Task requirements:
What follows is a set of records, each of which is to be written out exactly.

The input:
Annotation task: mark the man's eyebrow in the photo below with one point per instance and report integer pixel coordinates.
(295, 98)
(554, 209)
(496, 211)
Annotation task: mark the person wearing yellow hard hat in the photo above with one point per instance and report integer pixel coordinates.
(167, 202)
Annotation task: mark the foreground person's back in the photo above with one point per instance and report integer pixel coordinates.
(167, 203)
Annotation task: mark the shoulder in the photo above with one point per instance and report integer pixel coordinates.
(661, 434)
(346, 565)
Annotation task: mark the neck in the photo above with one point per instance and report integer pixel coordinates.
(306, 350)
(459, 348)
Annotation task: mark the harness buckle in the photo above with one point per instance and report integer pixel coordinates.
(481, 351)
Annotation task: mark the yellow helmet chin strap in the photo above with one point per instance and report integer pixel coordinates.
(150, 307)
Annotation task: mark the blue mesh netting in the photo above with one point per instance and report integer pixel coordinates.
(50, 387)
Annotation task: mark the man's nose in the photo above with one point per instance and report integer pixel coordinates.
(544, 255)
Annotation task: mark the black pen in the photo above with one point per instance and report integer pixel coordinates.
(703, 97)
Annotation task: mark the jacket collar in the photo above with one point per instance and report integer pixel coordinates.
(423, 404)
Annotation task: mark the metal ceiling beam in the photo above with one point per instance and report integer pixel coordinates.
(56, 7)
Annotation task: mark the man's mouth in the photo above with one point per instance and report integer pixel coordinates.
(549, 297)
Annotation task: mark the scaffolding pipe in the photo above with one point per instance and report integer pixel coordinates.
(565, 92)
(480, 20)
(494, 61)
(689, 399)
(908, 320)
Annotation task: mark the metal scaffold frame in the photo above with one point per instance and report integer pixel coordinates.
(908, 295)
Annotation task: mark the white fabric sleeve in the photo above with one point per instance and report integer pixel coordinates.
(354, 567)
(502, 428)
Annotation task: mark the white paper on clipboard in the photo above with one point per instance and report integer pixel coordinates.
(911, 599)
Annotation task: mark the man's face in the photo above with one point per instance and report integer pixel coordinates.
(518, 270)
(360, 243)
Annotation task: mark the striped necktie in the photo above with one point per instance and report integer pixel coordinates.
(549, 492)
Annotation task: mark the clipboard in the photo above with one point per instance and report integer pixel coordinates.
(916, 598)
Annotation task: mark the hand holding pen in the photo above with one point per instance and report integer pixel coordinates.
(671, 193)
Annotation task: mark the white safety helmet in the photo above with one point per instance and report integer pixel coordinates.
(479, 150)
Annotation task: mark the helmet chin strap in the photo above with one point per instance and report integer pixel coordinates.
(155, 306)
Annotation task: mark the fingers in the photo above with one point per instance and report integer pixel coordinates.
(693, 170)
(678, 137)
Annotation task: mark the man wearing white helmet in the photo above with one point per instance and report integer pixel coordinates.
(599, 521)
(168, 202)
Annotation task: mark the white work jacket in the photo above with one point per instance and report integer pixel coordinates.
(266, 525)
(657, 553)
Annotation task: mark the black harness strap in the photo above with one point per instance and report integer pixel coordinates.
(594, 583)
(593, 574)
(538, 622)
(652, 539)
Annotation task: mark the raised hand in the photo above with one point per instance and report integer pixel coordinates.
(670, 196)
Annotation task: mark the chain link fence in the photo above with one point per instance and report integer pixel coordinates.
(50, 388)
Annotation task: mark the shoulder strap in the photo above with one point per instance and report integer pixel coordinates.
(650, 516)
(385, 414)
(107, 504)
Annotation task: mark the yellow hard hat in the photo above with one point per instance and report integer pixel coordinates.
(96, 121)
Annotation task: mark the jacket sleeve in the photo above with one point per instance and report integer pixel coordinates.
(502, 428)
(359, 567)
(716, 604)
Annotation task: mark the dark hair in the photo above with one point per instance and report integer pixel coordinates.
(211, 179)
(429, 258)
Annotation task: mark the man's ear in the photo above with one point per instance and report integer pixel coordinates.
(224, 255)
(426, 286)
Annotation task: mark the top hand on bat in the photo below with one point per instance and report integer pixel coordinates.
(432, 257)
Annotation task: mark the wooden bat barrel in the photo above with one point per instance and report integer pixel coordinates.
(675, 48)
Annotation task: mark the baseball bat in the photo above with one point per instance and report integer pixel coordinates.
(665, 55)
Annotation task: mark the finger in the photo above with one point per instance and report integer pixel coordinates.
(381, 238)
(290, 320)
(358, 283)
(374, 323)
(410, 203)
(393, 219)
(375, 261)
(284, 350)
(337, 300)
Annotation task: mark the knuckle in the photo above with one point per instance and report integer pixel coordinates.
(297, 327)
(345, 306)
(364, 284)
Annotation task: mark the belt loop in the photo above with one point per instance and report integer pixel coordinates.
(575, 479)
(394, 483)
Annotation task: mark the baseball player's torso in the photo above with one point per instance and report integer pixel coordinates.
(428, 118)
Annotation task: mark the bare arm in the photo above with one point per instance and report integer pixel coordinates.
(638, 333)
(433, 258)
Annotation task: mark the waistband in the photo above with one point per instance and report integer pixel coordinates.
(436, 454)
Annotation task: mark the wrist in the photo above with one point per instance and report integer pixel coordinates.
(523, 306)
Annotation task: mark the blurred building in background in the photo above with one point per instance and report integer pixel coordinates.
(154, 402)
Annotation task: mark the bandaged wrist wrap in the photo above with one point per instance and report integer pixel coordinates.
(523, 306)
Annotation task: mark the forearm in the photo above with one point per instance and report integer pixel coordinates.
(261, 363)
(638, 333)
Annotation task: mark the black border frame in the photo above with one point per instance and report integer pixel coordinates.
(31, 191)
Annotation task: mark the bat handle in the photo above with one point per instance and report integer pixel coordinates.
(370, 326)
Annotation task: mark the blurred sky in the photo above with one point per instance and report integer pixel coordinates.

Task output:
Annotation task: mark the man's eyebrow in the photo below with one point per instance and report integer pixel coordinates.
(295, 98)
(554, 209)
(496, 211)
Annotation task: mark the person wearing yellow hard hat in the photo above with one point per instance and report integer pixel coordinates.
(167, 202)
Annotation task: mark the foreground person's back in the photo above with one point per instance and report integer pixel coordinates.
(167, 203)
Annotation task: mark the shoulder in the photo above with one point per instance and report integer pixel coordinates.
(661, 434)
(346, 565)
Annotation task: mark the neck in the photo above with one point per instance and report integer pixel coordinates.
(306, 350)
(459, 348)
Annotation task: mark the harness buckle in the photo above with one point per instance and report integer pixel coordinates.
(481, 351)
Annotation task: mark the yellow helmet chin strap in the photo above with one point per instance and report integer pixel coordinates.
(150, 307)
Annotation task: mark the blue mesh netting in the photo above with one point per instance and report integer pixel coordinates.
(50, 387)
Annotation task: mark the man's nose in the photo above with one point per instance and report integer pixel coordinates.
(544, 255)
Annotation task: mark the black pen in the photo above with one point per instance and report integer pixel coordinates.
(703, 97)
Annotation task: mark the jacket collar in the photo above with one point per instance and report integer pixel coordinates.
(423, 404)
Annotation task: mark the metal ceiling beam in the photo above with one point per instance and report integer pixel coordinates.
(56, 7)
Annotation task: mark the man's mouth in the photo above with one point per instance and report integer pixel coordinates.
(549, 297)
Annotation task: mark the scaffolding pipe in the photo above with one point per instance and report integer pixel coordinates.
(565, 92)
(480, 20)
(494, 61)
(689, 399)
(908, 320)
Annotation task: mark the metal scaffold frame in the photo above with one point per instance and report integer pixel coordinates.
(908, 295)
Annotation task: mark the white fabric sleeve in the photo above with one point per instance and report integer pixel coordinates.
(354, 567)
(502, 428)
Annotation task: mark the white paper on clipboard in the photo above with one point per instance and report integer pixel coordinates.
(911, 599)
Annotation task: mark the man's face in the photo above with one point per instance and report integer pixel coordinates.
(518, 270)
(360, 243)
Annotation task: mark the striped necktie in the photo above with one point per instance and report integer pixel coordinates.
(549, 492)
Annotation task: mark the clipboard in the photo above with one point per instance and report integer pixel coordinates.
(916, 598)
Annotation task: mark the hand holding pen in the photo above with one point per instance and report integer pixel coordinates.
(671, 193)
Annotation task: mark the white safety helmet in the photo above with one point per instance and report integer pixel coordinates.
(479, 150)
Annotation task: mark the helmet chin strap in the photo above with one point per instance and report integer pixel coordinates.
(155, 306)
Annotation task: mark the fingers in the photo above with one point per instance and report integer pixel coordinates.
(693, 170)
(678, 137)
Annotation task: mark the man wearing white helmet in the photo above with one point per instance and report integer pixel coordinates.
(599, 521)
(168, 202)
Annotation task: mark the white work jacket in the photo above with one point per instance and report integer pixel coordinates.
(266, 525)
(657, 553)
Annotation task: mark the black harness strap in the photo above with one point per instance and report integer pixel coordinates.
(594, 583)
(593, 574)
(538, 622)
(652, 539)
Annotation task: mark the raised hand in the photo above with one point per instance and report integer pixel coordinates.
(670, 196)
Annotation task: mark the chain link fence in the photo above with one point per instance and report integer pixel coordinates.
(50, 388)
Annotation task: mark the shoulder strap in the photo above with one point per instance and report integer pixel coordinates.
(650, 516)
(385, 414)
(107, 504)
Annotation task: mark the yellow hard hat in the photo above with one point per instance and report integer pixel coordinates.
(96, 121)
Annotation task: mark the jacket sleeve in the photo above with one point per instance and report integer pixel coordinates.
(502, 428)
(359, 567)
(716, 604)
Annotation task: mark the dark hair in the photo above with one point per instance and report integer pixel coordinates.
(211, 179)
(429, 258)
Annotation task: mark the man's ear in the photo above with one point per instance and report integer pixel coordinates.
(224, 255)
(426, 286)
Annotation task: mark the top hand on bat in the photo below with one point per instance and report integer pixel coordinates.
(432, 257)
Annotation task: mark the wooden bat barrel in the photo above with one point per instance and report integer pixel coordinates.
(675, 48)
Annotation task: mark the baseball bat in the photo above with one point per instance and report integer pixel coordinates.
(665, 55)
Annotation task: mark the finger in the photo above with one point per instance and report integer pixel coordinates.
(381, 238)
(290, 320)
(358, 283)
(374, 323)
(410, 203)
(393, 219)
(375, 261)
(284, 350)
(337, 300)
Annotation task: mark the knuckle in the photo above with one point per instance and report integer pixel coordinates.
(297, 327)
(345, 306)
(364, 284)
Annotation task: mark the belt loop in the photo above with one point per instance and report integer pixel coordinates.
(575, 479)
(394, 483)
Annotation task: mark the baseball player's torso in the photo above with one point per instance and report integer pixel coordinates.
(428, 118)
Annotation task: mark the bare arm in the photo above with one point per instance and report integer pixel coordinates.
(638, 333)
(433, 258)
Annotation task: mark the waistband in the photo above with one point per instance and report integer pixel coordinates.
(436, 454)
Annotation task: mark the wrist in the photo above with one point per instance and report integer pixel coordinates.
(523, 306)
Annotation task: mark the blurred building in background in the photo above with one point per instance and report integer pixel coordinates.
(154, 402)
Annotation task: mark the bandaged wrist wrap in the photo above with one point per instance and report integer pixel coordinates.
(523, 306)
Annotation task: mark the forearm in the photo above with one point per instance and report integer pixel coordinates.
(261, 363)
(638, 333)
Annotation task: mark the black border frame in the photo above with one point per instance and report integer pixel coordinates.
(31, 191)
Annotation task: mark the bat handle in the photo above with one point per instance and report integer pixel coordinates.
(370, 326)
Annotation task: mark the blurred sky in the photo above with one point per instance and report integer pixel coordinates.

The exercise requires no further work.